[Excerpts of labeled region data]

•••

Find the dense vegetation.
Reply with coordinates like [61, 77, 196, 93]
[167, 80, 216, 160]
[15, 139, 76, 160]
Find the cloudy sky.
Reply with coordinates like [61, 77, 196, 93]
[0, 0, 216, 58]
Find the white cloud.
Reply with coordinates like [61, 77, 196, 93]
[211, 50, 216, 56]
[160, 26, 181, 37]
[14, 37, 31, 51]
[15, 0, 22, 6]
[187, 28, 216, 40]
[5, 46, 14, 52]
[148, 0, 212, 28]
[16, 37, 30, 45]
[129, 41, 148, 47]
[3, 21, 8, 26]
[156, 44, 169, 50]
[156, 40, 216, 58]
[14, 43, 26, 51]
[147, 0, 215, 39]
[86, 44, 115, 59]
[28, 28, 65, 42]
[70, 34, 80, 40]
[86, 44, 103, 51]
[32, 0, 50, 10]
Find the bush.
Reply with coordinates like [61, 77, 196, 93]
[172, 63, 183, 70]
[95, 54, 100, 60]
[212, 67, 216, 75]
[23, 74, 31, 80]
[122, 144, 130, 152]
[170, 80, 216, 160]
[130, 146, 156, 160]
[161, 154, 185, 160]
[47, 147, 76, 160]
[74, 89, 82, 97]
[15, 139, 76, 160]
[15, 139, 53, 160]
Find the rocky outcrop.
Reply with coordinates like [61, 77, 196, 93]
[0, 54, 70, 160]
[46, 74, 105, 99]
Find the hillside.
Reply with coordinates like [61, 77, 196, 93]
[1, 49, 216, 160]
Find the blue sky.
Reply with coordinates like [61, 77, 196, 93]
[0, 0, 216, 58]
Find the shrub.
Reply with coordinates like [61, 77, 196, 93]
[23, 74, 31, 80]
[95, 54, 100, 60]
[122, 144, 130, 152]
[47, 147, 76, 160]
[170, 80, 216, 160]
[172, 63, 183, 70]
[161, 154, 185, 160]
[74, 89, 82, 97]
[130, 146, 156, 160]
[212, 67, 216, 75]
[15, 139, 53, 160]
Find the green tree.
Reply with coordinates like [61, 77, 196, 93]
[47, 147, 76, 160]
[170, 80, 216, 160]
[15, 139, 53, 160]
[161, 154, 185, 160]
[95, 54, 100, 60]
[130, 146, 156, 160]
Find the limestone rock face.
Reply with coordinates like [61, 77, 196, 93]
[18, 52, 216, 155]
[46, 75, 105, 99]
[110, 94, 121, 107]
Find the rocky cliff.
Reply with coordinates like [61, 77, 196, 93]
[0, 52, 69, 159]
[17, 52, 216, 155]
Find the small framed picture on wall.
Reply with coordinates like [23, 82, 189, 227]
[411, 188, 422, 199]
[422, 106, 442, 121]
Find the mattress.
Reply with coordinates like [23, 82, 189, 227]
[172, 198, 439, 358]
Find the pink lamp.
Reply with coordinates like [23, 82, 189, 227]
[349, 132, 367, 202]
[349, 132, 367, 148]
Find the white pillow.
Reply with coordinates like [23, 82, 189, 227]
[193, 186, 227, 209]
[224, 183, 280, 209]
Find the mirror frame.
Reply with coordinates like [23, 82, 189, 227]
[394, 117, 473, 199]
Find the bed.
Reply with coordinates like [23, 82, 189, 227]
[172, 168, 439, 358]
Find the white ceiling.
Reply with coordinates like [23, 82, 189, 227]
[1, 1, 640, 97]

•••

(What you have to do) Gather every line of the listing above that contains the word "rocky", and copy each one in full.

(Answer for this exercise)
Find the rocky outcrop.
Find the rocky cliff.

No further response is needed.